### [Extracted information]
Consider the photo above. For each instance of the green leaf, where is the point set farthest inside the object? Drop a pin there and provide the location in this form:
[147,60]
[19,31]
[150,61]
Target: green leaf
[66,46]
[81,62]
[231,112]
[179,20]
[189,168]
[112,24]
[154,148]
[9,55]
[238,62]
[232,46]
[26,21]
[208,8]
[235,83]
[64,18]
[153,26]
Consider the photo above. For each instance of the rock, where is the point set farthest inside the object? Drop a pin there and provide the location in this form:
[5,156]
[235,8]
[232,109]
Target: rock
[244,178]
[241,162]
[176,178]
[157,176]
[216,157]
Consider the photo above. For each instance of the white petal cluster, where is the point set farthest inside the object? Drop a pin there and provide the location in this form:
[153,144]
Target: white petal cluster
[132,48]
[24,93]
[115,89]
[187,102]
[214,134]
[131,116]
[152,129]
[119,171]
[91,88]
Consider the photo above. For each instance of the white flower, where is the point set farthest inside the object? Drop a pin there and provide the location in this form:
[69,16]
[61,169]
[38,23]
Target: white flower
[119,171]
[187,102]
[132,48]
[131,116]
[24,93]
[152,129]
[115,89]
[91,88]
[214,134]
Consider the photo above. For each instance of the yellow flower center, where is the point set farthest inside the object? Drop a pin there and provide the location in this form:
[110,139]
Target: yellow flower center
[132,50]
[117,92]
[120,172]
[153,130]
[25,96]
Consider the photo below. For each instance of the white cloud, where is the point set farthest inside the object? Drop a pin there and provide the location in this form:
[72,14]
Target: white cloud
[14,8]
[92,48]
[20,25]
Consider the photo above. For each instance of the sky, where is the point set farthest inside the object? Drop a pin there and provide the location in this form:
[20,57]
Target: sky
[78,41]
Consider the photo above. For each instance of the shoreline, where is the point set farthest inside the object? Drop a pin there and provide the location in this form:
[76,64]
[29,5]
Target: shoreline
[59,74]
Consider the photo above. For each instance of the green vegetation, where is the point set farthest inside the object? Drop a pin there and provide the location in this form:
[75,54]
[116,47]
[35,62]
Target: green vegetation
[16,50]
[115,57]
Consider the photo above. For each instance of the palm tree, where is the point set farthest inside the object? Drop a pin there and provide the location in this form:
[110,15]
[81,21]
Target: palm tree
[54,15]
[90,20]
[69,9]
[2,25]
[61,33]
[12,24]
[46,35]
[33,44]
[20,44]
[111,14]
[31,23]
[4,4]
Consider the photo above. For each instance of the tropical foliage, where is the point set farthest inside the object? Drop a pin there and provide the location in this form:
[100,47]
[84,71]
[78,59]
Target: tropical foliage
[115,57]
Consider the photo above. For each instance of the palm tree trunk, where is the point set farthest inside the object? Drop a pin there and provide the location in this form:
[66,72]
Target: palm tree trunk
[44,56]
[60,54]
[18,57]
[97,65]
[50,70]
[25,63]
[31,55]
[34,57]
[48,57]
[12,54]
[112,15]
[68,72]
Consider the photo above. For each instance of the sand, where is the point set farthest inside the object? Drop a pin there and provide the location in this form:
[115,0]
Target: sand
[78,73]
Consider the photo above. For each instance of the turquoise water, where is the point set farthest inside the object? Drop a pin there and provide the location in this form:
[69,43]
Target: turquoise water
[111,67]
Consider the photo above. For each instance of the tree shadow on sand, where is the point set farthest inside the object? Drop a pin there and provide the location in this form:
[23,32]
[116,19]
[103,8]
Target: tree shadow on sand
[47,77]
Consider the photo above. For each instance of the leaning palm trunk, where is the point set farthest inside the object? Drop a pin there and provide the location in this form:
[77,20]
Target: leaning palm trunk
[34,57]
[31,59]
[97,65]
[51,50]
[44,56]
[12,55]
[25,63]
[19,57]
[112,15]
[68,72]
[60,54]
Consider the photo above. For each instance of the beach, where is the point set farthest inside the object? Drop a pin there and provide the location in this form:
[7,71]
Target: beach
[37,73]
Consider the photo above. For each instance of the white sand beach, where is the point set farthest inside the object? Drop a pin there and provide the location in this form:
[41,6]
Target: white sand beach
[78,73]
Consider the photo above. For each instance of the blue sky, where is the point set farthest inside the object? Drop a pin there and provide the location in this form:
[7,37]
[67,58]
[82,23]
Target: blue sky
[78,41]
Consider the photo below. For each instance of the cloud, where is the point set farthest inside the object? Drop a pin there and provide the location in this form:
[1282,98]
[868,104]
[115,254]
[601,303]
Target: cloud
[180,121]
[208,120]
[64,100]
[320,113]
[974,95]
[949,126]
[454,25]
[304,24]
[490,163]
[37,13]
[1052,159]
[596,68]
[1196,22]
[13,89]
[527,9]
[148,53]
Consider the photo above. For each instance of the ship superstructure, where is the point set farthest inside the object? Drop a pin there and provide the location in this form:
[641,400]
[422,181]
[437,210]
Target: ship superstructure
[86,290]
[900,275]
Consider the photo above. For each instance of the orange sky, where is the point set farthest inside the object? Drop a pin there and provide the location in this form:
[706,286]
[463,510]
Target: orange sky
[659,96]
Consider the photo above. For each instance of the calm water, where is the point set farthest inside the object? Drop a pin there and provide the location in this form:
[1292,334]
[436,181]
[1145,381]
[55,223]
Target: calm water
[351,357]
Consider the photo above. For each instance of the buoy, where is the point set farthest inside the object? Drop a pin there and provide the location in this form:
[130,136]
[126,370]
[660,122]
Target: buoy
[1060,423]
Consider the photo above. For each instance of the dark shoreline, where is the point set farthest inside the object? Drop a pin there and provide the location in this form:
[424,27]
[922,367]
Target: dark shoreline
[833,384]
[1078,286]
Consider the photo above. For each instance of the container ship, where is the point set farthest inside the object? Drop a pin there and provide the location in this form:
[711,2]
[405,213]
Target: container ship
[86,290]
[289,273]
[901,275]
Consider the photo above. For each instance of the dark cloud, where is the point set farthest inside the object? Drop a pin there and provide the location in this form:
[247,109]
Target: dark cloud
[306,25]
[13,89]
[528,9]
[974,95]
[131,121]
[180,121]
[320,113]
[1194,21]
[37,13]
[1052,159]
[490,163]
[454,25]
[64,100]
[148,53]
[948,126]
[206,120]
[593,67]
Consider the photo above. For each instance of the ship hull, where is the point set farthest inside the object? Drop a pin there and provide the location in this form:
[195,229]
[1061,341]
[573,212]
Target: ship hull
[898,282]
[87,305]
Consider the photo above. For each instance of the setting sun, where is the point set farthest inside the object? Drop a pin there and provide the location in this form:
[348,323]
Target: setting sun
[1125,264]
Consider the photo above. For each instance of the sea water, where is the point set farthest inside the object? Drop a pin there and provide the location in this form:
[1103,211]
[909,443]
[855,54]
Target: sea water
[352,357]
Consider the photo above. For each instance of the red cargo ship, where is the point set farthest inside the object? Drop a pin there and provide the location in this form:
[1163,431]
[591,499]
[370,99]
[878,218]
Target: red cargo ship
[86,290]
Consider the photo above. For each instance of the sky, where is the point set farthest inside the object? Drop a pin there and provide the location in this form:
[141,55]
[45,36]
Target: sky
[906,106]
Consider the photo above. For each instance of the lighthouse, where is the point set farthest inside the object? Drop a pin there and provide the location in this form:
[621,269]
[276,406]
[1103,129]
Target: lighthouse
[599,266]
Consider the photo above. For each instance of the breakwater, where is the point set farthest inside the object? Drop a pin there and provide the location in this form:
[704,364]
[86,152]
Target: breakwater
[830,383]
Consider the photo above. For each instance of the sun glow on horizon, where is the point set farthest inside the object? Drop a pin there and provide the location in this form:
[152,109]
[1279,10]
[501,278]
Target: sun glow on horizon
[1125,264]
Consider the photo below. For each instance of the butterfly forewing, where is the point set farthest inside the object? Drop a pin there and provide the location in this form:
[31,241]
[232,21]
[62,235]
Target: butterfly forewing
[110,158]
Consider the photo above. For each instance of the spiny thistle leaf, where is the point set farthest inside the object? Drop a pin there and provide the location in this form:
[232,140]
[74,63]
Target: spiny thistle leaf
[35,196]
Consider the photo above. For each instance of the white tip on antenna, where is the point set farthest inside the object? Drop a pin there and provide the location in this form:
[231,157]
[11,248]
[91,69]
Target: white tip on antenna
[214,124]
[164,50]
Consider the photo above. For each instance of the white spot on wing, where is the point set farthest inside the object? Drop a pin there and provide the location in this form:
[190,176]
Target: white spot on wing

### [What to produce]
Emit verbatim the lines running from the one with "the lighthouse, where" through the last line of the data, both endpoints inclusive.

### [Answer to the task]
Consider the photo above. For each instance of the lighthouse, where is the point set farthest inside the object? Drop a pin there and provide the location in this form:
[621,269]
[276,406]
[1103,129]
Target: lighthouse
[599,266]
Consider the photo above. For each instance of the breakwater, where is the point set farthest inside the object? Drop a pin there and provide the location in this form:
[704,364]
[86,152]
Target: breakwater
[830,383]
Consider the photo above. For each instance of the sun glow on horizon, where is the point set farthest inside the object? Drop a pin there and provide the location in this form:
[152,109]
[1279,10]
[501,278]
Target: sun glow on horizon
[1125,264]
Consider the photo below. For each instance of the butterfly forewing, where is the point set farthest inside the object? Drop a pin there and provide the location in this form:
[31,241]
[232,21]
[62,235]
Target: butterfly forewing
[110,158]
Consider the photo above. For each instance of the spiny thistle leaf, where is the point set farthest inside the object? Drop a pin there and provide the location in this form:
[232,140]
[74,63]
Target: spiny thistle leaf
[35,196]
Consider the photo above. For each instance of the white tip on antenna, where is the point set farthest inside the object? Drop a pin there and provide the location in this form:
[231,157]
[11,248]
[91,69]
Target: white tip on antenna
[214,124]
[164,50]
Consider the photo above. For each instance of the white spot on wing, where is the point set farthest inside the object? Drop a pin there and provide the location in this form:
[190,176]
Target: white spot on wing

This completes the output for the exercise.